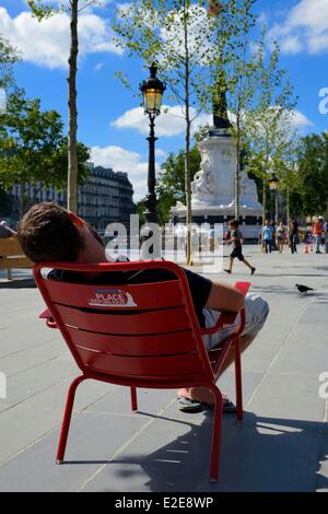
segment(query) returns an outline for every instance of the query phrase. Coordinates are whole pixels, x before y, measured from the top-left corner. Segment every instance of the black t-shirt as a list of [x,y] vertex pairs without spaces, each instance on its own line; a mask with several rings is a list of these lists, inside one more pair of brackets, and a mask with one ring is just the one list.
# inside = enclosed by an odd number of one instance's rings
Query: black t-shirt
[[[184,269],[184,268],[183,268]],[[204,317],[202,309],[210,295],[212,282],[211,280],[202,277],[201,274],[184,269],[195,306],[195,311],[199,320],[199,325],[204,327]],[[86,282],[83,280],[83,274],[77,271],[55,269],[49,272],[48,279],[57,280],[60,282],[81,283]],[[87,280],[90,284],[101,285],[124,285],[131,283],[147,283],[147,282],[164,282],[165,280],[175,280],[176,276],[166,269],[147,269],[140,271],[116,271],[110,273],[101,273],[95,279]]]

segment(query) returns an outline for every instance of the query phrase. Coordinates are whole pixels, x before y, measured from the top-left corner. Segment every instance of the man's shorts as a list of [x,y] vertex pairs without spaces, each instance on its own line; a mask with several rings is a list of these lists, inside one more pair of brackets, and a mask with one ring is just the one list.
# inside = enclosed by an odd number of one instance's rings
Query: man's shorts
[[232,253],[230,254],[230,258],[231,259],[237,258],[239,260],[244,260],[242,246],[237,246],[236,248],[234,248]]
[[[266,300],[256,293],[248,293],[245,297],[245,328],[243,336],[256,336],[262,328],[269,314],[269,304]],[[219,311],[203,308],[202,313],[206,318],[206,328],[212,327],[220,316]],[[202,339],[207,350],[220,346],[220,343],[231,336],[241,324],[241,315],[238,314],[232,325],[223,327],[219,332],[203,336]]]

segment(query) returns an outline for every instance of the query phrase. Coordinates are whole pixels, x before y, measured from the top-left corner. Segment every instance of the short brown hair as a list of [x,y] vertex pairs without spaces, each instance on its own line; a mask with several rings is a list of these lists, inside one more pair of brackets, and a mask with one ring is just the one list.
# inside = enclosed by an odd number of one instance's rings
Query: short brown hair
[[19,224],[17,238],[34,262],[74,261],[83,249],[83,240],[69,212],[55,202],[33,206]]
[[238,226],[239,226],[238,220],[231,220],[229,222],[229,224],[230,224],[230,226],[234,226],[235,229],[238,229]]

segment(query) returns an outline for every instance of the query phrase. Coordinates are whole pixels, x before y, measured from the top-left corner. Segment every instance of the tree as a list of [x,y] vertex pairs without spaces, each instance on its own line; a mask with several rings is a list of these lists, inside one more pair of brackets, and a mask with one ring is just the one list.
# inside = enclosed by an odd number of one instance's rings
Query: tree
[[285,172],[291,144],[297,139],[292,130],[293,109],[297,100],[286,71],[279,68],[280,49],[277,43],[269,58],[265,50],[266,27],[257,48],[257,87],[255,105],[244,116],[244,141],[251,150],[251,167],[262,180],[262,218],[266,218],[269,174]]
[[[222,94],[226,93],[227,108],[232,115],[232,136],[236,148],[235,168],[235,218],[239,218],[239,178],[241,178],[241,154],[244,147],[244,117],[251,108],[257,90],[258,60],[254,40],[250,39],[251,30],[256,25],[257,16],[253,13],[256,0],[231,0],[225,5],[215,0],[209,1],[211,15],[222,17],[226,11],[230,25],[224,23],[223,31],[229,31],[230,36],[222,39],[219,33],[218,60],[213,68],[213,81],[216,84],[214,93],[214,105],[222,105]],[[218,4],[220,7],[219,14]],[[223,45],[222,45],[223,42]],[[225,98],[224,105],[225,108]],[[224,115],[225,113],[218,113]]]
[[16,49],[0,34],[0,90],[13,85],[13,65],[19,60]]
[[79,13],[85,8],[97,3],[96,0],[62,0],[59,8],[54,2],[44,0],[27,0],[33,14],[38,21],[51,16],[58,12],[67,11],[70,14],[71,44],[69,56],[68,73],[68,107],[69,107],[69,131],[68,131],[68,209],[72,212],[78,211],[78,107],[77,107],[77,75],[78,75],[78,56],[79,56],[79,33],[78,20]]
[[[200,168],[200,153],[195,144],[190,150],[190,179]],[[160,221],[166,223],[169,220],[169,210],[180,201],[186,205],[185,189],[185,152],[180,150],[177,154],[171,152],[161,166],[156,192],[159,197]]]
[[[56,110],[42,110],[40,101],[26,100],[23,90],[8,97],[7,112],[0,115],[0,183],[4,189],[14,184],[66,188],[68,141],[63,122]],[[89,150],[78,144],[80,180],[89,173]]]
[[328,207],[328,135],[302,138],[298,148],[297,192],[305,215],[324,214]]

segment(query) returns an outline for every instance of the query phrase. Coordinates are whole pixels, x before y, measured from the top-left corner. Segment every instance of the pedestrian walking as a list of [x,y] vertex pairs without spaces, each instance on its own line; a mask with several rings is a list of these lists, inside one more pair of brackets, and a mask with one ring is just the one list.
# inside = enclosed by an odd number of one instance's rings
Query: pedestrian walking
[[272,252],[273,234],[274,234],[273,226],[270,224],[269,220],[266,220],[266,224],[262,227],[262,241],[265,244],[266,254],[271,254]]
[[290,219],[290,232],[289,232],[289,242],[292,254],[297,254],[297,244],[298,244],[298,223],[295,218]]
[[286,235],[286,231],[285,231],[285,227],[283,226],[283,222],[281,221],[276,231],[276,242],[277,242],[277,247],[280,254],[282,254],[282,250],[283,250],[285,235]]
[[231,230],[231,238],[225,241],[223,244],[224,245],[230,245],[232,244],[233,245],[233,250],[232,253],[230,254],[230,264],[229,264],[229,268],[224,269],[224,271],[226,273],[231,273],[232,272],[232,268],[233,268],[233,264],[234,264],[234,259],[237,258],[238,260],[241,260],[241,262],[243,262],[245,266],[247,266],[247,268],[250,269],[250,273],[254,274],[255,273],[255,270],[256,268],[254,266],[251,266],[248,260],[245,259],[244,255],[243,255],[243,243],[244,243],[244,236],[242,234],[242,232],[239,231],[239,222],[238,220],[232,220],[230,223],[229,223],[229,227]]
[[315,242],[315,250],[316,254],[321,254],[320,246],[323,241],[323,232],[324,232],[324,218],[319,215],[316,218],[314,225],[313,225],[313,236]]

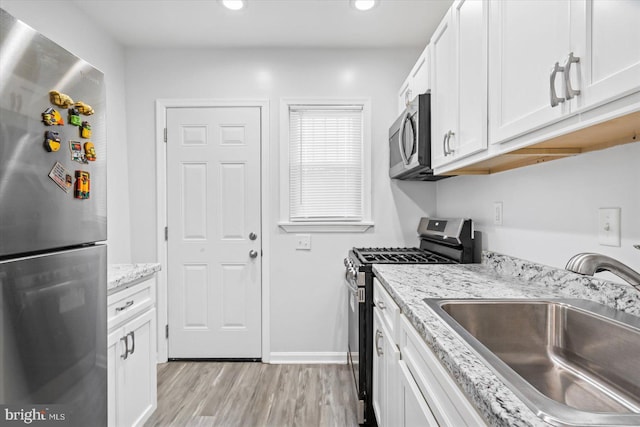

==========

Request: Find each line above that contains the word "brown" and copy those lines in full.

Solution:
segment(query) returns an outline for every instance of the query phrase. Coordinates are whole pixels, x before y, measured from the top-left corner. Segment every instance of the short brown hair as a list of [x,y] vertex pairs without spaces, each instance on its own line; a mask with several rings is a list of these lists, inside one more pair of brackets, and a mask with one ring is just the one list.
Query: short brown hair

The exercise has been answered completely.